◆ TEXT FOR ANALYSIS:
In recent years, the movement towards values-based healthcare delivery practices has been greatly accelerated, with ever-increasing numbers of both government and private payers beginning to tie reimbursement to the quality of healthcare a patient receives. This shift — and its economic implications — also increases the importance of Medical Affairs departments because of the unique role they play in the healthcare system.

The Affordable Care Act Was a Catalyst for Change

The shift from quantity of healthcare to quality of healthcare was greatly accelerated by the passage of the Affordable Care Act (ACA) in 2010. It was under the directives of the ACA that the Center for Medicare and Medicaid (CMS) began to reimburse American hospitals for the quality of care that they gave their patients — for example, giving bonuses for low readmission rates but refusing to pay for issues like nosocomial infections. These measures were meant to give hospitals important incentives to pay attention to patient outcomes. The Physician Value-Based Payment Modifier Program — launched in 2015 and phased in over three years — expanded this value-based system to include not only hospitals but physicians as well.

The Economics of Quality Care

To create a strong economic incentive to deliver quality care, there is now a significant focus on reimbursement rates. Medical Economics reported in 2015 that in 2011, almost all of Medicare reimbursements were traditional fee-for-service payments. By 2014, however, nearly 24% of all payments to primary care providers and 40% of all in-network payments were linked to value-based performance or to waste reduction.

The Department of Health and Human Services (DHS) also took important steps in this direction when it instituted the National Quality Strategy in 2011. This initiative comprises over 300 organizations that represent all aspects of the healthcare industry and has continued to operate with three overall goals to improve the quality of healthcare in the United States:

  • Better Care. Healthcare that puts a greater emphasis on patient-centeredness, accessibility, and reliability.
  • Healthy People/Healthy Communities. Initiatives that help to address the underlying issues causing healthcare problems in vulnerable populations.
  • Affordable Care. Reducing the costs of healthcare to all stakeholders.

To achieve these aims, The Centers for Medicare and Medicaid Services (CMS) developed what it has dubbed a “values-based rewards system” in order to provide financial incentives to providers for delivering high-quality care to their Medicare patients. Examples of specific values-based initiatives include the Hospital Value-Based Purchasing Program (HVBP) and the Hospital-Acquired Condition (HAC) Program.

Medical Economics notes that this increasing emphasis on quality is not just coming from the government but from the private sector as well. For example, in 2014 more than 24 million Blue Cross/Blue Shield patients received coverage under various value-based programs, such as patient-centered medical homes, accountable care organizations, and pay-for-performance programs.

How This Emphasis on Quality Care Impacts Medical Affairs

According to a McKinsey and Company report, Medical Affairs has an important role to play in this new, value-based environment, including:

  • Facilitating patient access to medical services and treatments by educating patients and other stakeholders on the value of these treatments.
  • Increasing the ease with which the various healthcare stakeholders communicate with one another and with the patient, forming a system that is truly patient-centered.
  • Collecting and integrating data from a variety of sources to quantify and interpret the quality of the healthcare being provided.

The focus in the healthcare sector is shifting away from quantity of care to quality of care. This shift is reflected in both public and private reimbursement strategies that pay providers based on the outcomes of patients and other important metrics. Measurement of these outcomes is therefore of increasing economic importance. With its ability to help measure, collect, and interpret data for all stakeholders, Medical Affairs will play an increasingly important role.

Region pointing data

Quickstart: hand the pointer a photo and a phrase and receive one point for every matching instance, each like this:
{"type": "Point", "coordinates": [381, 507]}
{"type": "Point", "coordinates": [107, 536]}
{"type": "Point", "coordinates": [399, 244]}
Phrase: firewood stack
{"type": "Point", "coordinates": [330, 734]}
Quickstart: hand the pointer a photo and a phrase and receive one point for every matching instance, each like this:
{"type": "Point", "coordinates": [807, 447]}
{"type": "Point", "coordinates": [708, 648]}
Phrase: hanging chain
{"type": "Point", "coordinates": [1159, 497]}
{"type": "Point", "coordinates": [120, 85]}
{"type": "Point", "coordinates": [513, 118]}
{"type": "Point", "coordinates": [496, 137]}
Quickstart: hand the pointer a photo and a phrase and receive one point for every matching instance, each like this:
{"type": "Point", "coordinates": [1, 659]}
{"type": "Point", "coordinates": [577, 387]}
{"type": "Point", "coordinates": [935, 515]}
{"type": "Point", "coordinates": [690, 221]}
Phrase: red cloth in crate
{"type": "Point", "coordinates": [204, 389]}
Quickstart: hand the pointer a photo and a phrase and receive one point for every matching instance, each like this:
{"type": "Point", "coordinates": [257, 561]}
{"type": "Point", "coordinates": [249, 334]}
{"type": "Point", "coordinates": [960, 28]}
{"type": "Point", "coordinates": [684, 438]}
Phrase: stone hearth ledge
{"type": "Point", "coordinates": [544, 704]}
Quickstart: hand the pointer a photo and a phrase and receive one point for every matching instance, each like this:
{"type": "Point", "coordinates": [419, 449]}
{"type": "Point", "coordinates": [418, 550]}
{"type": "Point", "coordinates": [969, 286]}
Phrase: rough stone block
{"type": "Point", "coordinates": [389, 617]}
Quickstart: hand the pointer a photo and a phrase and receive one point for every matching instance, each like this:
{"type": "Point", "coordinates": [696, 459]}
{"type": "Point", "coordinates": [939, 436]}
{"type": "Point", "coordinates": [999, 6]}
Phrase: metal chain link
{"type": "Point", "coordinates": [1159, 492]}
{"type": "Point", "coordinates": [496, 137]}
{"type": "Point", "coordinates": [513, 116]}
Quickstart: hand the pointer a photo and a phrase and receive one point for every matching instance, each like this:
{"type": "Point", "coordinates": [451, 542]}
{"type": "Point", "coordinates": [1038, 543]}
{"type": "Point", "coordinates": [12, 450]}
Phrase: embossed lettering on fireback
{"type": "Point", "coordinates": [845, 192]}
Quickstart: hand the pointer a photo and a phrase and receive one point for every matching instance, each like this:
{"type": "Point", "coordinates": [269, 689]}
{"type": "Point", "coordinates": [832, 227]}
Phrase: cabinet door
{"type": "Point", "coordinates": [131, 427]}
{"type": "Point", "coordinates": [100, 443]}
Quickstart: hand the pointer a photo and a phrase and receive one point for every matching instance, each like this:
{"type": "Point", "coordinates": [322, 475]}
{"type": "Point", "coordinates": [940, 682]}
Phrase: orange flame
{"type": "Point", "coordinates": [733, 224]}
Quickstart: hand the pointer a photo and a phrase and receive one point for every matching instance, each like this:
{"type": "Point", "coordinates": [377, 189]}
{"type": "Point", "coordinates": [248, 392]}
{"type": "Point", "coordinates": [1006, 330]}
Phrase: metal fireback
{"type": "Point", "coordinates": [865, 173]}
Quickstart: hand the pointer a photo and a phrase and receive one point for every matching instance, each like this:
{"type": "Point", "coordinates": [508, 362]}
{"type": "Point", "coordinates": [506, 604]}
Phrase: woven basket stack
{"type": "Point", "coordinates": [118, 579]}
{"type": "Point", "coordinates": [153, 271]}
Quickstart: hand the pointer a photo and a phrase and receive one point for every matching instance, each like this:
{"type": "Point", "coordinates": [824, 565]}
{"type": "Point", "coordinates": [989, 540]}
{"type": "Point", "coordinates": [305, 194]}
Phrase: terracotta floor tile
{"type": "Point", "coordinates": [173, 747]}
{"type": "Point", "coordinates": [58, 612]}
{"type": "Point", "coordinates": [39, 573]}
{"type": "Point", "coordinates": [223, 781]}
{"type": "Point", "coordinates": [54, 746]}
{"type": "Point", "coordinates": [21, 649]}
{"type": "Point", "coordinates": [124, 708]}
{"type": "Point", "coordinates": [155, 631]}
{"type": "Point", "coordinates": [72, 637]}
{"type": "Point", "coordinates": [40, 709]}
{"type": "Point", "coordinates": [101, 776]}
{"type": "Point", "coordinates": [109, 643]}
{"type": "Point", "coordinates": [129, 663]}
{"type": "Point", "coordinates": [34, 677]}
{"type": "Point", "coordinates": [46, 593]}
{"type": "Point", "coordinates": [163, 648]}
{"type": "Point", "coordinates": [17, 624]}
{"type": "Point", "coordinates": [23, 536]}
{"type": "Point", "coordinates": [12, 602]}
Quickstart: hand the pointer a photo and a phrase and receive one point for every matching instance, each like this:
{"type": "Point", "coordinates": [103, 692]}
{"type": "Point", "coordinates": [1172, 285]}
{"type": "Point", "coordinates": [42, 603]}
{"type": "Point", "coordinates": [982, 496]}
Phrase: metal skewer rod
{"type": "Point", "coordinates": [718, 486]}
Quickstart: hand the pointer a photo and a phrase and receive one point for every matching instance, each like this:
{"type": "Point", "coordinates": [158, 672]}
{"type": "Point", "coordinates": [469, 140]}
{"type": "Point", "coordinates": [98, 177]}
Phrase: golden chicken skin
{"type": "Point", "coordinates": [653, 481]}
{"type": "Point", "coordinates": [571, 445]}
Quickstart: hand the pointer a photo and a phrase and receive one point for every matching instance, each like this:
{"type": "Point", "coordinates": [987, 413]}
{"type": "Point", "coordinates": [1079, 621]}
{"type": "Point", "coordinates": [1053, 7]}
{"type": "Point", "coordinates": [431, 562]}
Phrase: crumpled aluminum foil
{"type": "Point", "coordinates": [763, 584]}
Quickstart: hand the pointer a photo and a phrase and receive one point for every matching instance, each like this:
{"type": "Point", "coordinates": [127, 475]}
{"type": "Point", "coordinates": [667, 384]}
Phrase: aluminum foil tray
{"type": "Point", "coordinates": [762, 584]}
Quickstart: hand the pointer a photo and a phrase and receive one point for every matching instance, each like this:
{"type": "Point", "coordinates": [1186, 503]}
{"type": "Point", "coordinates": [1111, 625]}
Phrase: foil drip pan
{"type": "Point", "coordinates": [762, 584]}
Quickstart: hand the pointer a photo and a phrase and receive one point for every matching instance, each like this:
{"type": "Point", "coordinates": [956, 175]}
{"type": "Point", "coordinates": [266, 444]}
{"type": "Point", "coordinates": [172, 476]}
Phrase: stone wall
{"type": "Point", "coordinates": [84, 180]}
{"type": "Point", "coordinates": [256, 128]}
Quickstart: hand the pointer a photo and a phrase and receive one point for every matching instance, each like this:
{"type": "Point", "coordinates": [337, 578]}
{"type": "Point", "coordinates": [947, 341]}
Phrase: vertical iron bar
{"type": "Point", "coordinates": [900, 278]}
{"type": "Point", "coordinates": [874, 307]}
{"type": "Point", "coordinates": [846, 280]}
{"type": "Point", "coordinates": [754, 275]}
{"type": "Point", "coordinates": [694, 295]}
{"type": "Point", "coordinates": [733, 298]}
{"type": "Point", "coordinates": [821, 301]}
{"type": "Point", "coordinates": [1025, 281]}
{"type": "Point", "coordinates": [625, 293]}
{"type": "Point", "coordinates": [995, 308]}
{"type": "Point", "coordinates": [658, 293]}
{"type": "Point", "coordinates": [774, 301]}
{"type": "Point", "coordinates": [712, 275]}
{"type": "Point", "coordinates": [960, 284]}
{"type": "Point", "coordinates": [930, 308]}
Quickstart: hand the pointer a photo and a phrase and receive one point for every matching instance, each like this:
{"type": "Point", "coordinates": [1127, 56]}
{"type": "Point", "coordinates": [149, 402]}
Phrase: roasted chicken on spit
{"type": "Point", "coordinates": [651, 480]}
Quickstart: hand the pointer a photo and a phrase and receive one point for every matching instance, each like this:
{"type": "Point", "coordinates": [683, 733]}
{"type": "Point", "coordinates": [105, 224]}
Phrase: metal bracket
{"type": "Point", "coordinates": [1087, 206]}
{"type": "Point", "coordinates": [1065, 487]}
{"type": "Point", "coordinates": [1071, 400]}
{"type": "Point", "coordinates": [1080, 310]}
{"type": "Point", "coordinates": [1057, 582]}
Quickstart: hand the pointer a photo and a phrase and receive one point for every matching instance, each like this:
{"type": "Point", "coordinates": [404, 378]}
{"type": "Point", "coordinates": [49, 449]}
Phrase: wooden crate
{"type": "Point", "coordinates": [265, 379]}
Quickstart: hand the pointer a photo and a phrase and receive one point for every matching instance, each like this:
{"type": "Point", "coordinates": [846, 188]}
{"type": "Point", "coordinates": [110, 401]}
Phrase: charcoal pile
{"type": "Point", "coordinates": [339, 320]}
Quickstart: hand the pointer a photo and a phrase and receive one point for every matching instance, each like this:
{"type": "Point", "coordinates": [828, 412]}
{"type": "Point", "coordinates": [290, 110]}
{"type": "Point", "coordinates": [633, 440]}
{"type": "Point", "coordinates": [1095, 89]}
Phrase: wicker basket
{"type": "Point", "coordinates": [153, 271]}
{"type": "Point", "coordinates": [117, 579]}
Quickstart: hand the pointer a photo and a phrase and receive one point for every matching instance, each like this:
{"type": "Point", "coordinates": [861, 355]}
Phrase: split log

◆ PARTS OF THE EXERCISE:
1: Answer these questions from the article on value-based care:
(a) In what year was the Affordable Care Act passed?
(b) By 2014, what share of all payments to primary care providers was linked to value-based performance or to waste reduction?
(c) How many Blue Cross/Blue Shield patients received coverage under value-based programs in 2014?
2: Retype the stretch of the article on value-based care from "The Economics of" through "to waste reduction.".
These lines have no connection to the article on value-based care.

◆ LIST OF ANSWERS:
1:
(a) 2010
(b) Nearly 24%
(c) More than 24 million

2:
The Economics of Quality Care

To create a strong economic incentive to deliver quality care, there is now a significant focus on reimbursement rates. Medical Economics reported in 2015 that in 2011, almost all of Medicare reimbursements were traditional fee-for-service payments. By 2014, however, nearly 24% of all payments to primary care providers and 40% of all in-network payments were linked to value-based performance or to waste reduction.